Updated weakly.

John P. has a PATREON. / King-Cat 76 is OUT.


Thursday, April 7, 2016

DENVER and MY "COME TO JESUS" MOMENT

Hey gang,

It's been a million years since I posted here. Just running out of energy I guess. Which will likely be the theme of this post.

Been working on King-Cat 76, and got so much done in January that I went ahead and inked the indicia page with a "February" publishing date. Ha! I got exactly nothing done in the month of February. March rolled around, and all I could think about was how I was supposed to go to Denver for the inaugural DINK show at the end of the month, and how there was going to be a blizzard that weekend, because in Colorado there's ALWAYS a blizzard the last week of March.

So, I tricked my bestie Noah Van Sciver into flying into Milwaukee so we could drive out together. Sure enough the day before we left 15" of snow fell on the Front Range and was moving east at quite a clip. So we got in the car and drove towards it. It turned out fine, but a lotta people freaked out.

Here's a pic of me and Noah having a steak brunch just before heading out on the road.

Where's all the blizzard at?

Noah sketching in bed at the Howard Johnson's in Lincoln, NE.

This was my breakfast/lunch, outside of Denver. You may not be able to tell, but that serving of guacamole is approximately one tablespoon. Thus begins our descent into madness.

Thursday Night we had a "meet and greet" at our beloved Kilgore Books, where I mostly hid in the corner. I was already brutally tired from two days of driving and not eating well. Back in the day, when I occasionally worked a Sunday shift at Kilgore, I made some of these Shelf Markers. Here's US History.

And they still have my window sign up!

View of Denver from Jason and Angie's place, where I caught a last minute couch ride Thursday night.

DINK was held at what was once known as the El Jebel Ballroom. During the many years I lived in Denver this remarkable building was continuously boarded up, but I always heard old-timers describe the ornate impossibilities it held within. Having walked past it hundreds of times, only imagining the jewels inside, it was pretty great to not only finally get to go in, but to go inside because there was a comics show taking place!

View from the mezzanine, during setup hours.



All of this "wallpaper," which covered every square inch of space, is actually HANDPAINTED. Imagine that, and try to determine the precise moment this country took a long walk off a short pier.

Saturday night was the first annual DINKy Awards, and I was getting a very nice "Industry Achievement Award." At the event where my old pal Jason Heller interviewed me before the awards, a handful of people showed up. When we began, there were maybe three people in attendance. The absurdity of the moment prompted me to rig up some alternative nameplates for the interview.

Here's the award. Again, I thought it was ironic that I got such a special award at a show where I sold maybe nine copies of King-Cat, but such is comics.

Saturday night, walking past the Capitol Building.

Visiting Denver was rough for me. I lived there off and on for 12 years or so, from the time downtown had an 80% vacancy rate in its apartment units, to the arrival of Medical Marijuana in 2010. By that time the rents had become impossible for me to deal with. Now of course, it's only gotten worse. All every single Denverite I spoke to over the weekend, who hadn't had the good luck or resources to buy property at some point, could talk about was how sad they were that they were going to have to find a new city to live in.

Supplied data:
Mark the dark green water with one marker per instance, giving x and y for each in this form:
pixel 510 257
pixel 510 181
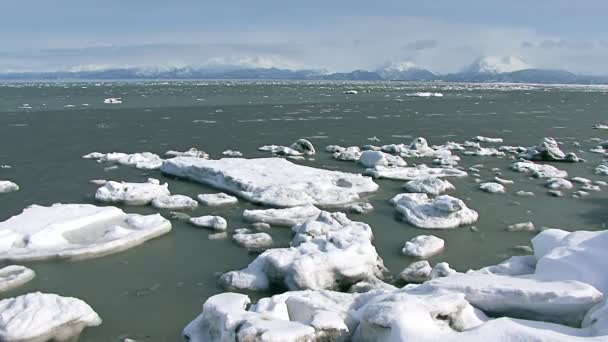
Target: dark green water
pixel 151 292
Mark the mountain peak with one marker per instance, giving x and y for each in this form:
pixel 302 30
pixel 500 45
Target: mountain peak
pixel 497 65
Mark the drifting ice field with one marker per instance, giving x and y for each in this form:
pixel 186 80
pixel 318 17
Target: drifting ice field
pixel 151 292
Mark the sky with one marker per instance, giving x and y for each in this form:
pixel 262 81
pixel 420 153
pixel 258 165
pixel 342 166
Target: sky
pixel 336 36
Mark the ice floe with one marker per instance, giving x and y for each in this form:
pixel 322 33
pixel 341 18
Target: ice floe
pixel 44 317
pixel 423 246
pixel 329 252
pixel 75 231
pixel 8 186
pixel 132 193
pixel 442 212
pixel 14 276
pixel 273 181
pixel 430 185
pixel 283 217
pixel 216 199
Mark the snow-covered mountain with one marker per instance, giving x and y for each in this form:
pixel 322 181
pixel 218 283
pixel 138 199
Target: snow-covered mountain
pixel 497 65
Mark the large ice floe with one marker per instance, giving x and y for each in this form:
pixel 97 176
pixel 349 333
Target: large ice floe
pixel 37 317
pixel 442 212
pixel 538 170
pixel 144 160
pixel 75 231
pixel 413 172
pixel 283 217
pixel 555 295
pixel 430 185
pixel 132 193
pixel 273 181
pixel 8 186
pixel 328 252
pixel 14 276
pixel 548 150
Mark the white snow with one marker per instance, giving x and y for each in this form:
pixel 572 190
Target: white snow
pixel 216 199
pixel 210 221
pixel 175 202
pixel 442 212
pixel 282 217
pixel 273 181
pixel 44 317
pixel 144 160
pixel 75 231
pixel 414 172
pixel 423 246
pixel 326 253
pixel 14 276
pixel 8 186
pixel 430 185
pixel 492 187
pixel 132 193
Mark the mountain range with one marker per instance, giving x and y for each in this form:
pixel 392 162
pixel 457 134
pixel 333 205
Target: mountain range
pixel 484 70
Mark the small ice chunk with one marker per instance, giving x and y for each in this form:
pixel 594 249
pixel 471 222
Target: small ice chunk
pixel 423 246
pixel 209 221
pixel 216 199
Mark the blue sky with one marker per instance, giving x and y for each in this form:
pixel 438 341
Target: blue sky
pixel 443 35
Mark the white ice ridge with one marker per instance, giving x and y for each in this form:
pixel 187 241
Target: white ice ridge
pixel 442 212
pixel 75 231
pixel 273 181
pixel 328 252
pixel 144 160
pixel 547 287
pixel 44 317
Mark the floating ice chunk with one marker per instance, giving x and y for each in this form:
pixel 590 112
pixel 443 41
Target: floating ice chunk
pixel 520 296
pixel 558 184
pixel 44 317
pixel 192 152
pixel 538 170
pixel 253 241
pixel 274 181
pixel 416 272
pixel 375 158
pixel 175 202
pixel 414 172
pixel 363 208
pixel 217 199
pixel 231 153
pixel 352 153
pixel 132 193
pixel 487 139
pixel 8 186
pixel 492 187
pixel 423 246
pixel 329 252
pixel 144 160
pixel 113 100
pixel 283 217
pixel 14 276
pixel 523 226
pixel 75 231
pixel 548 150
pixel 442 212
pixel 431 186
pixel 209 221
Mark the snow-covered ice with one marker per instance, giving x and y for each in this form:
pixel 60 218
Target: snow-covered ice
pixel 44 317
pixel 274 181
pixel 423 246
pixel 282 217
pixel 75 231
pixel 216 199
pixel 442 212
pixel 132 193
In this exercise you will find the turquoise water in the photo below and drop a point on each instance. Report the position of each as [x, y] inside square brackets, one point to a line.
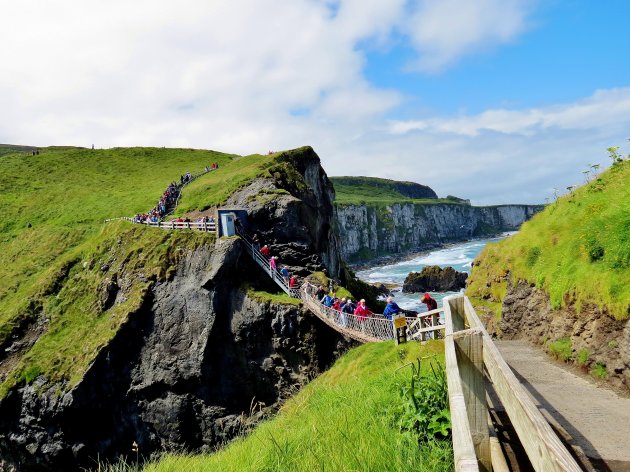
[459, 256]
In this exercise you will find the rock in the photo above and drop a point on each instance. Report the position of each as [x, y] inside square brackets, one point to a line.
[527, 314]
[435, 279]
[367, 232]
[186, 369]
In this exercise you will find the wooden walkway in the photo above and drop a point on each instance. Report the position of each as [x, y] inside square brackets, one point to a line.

Activity: Copy out the stretch of the Denver trip post from "Here's a pic" through "in Lincoln, NE.", word for word.

Output of the exercise:
Here's a pic of me and Noah having a steak brunch just before heading out on the road.

Where's all the blizzard at?

Noah sketching in bed at the Howard Johnson's in Lincoln, NE.